───── Excerpted records

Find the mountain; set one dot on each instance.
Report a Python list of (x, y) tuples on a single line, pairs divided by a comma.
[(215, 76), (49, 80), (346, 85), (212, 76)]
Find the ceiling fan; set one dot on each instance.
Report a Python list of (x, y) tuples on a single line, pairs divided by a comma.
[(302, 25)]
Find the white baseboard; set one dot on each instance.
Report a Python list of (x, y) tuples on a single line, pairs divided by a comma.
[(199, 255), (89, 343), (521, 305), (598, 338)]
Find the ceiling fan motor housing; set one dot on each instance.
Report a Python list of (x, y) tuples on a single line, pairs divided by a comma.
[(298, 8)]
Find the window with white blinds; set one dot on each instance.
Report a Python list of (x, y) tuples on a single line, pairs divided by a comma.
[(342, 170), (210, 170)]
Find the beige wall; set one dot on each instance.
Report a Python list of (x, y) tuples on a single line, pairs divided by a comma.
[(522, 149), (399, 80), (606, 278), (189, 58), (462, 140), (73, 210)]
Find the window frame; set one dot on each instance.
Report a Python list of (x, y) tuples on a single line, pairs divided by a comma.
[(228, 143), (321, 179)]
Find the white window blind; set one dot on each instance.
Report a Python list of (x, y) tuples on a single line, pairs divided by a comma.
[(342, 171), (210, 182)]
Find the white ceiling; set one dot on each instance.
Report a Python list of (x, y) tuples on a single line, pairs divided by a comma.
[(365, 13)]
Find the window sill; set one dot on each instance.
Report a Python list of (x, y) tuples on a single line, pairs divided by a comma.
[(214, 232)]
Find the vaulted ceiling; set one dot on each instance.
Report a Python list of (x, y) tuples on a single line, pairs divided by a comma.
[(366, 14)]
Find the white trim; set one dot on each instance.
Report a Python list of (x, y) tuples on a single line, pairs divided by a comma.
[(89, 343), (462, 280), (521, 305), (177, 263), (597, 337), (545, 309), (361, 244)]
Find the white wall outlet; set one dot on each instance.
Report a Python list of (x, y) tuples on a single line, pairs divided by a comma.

──────────

Copy out every line of the material above word for word.

Find the mountain; set one dot on each instance.
Report a Python list of (x, y) tuples on a single line, pairs divided by a comma.
[(215, 76), (49, 80), (346, 85), (212, 76)]
Find the ceiling fan; set one dot on each instance.
Report a Python list of (x, y) tuples on a single line, pairs divided by a comma.
[(302, 25)]
Find the white baseboard; set one dot on each instance.
Report a Python list of (x, y) tuples on a single line, pairs divided by a comma.
[(199, 255), (89, 343), (521, 305), (598, 338)]
Find the ceiling fan motor housing; set one dot on each instance.
Report a Python list of (x, y) tuples on a single line, pairs divided by a comma.
[(298, 8)]
Find the window with white blinds; set one dot on each instance.
Report a Python list of (x, y) tuples on a single line, pairs divided by a comma.
[(342, 170), (210, 170)]
Find the beige wall; set one dot on each instance.
Report a Python list of (x, y) tuples on a single line, pairs divided by a comma.
[(522, 149), (399, 80), (606, 278), (189, 58), (462, 140), (73, 210)]
Find the window frame; set one dot on each instance.
Report a Python list of (x, y) tuples on a single line, pairs divided by a comma.
[(228, 143), (321, 179)]
Find the white window blind; set one dot on each instance.
Report a Python list of (x, y) tuples on a single line, pairs divided by a comma.
[(342, 171), (210, 182)]
Find the white ceiling; set one dot on each instance.
Report a Python list of (x, y) tuples on a single line, pairs divided by a comma.
[(365, 13)]
Find the window sill; set one dot on each instance.
Report a Python list of (x, y) tuples on a single line, pairs divided by a comma.
[(214, 232)]
Find the vaulted ceiling; set one dot on each instance.
Report a Python list of (x, y) tuples on a single line, pairs divided by a comma.
[(366, 14)]
Find the white trim; set one dot on each instance.
Report a Python list of (x, y) tuples on a single line, pairs divided by a comma.
[(89, 343), (462, 280), (521, 305), (177, 263), (597, 337), (545, 309), (361, 244)]
Find the white wall outlet; set one dot on each instance.
Report a Python list of (x, y) tuples on a single line, pairs divided by a comma.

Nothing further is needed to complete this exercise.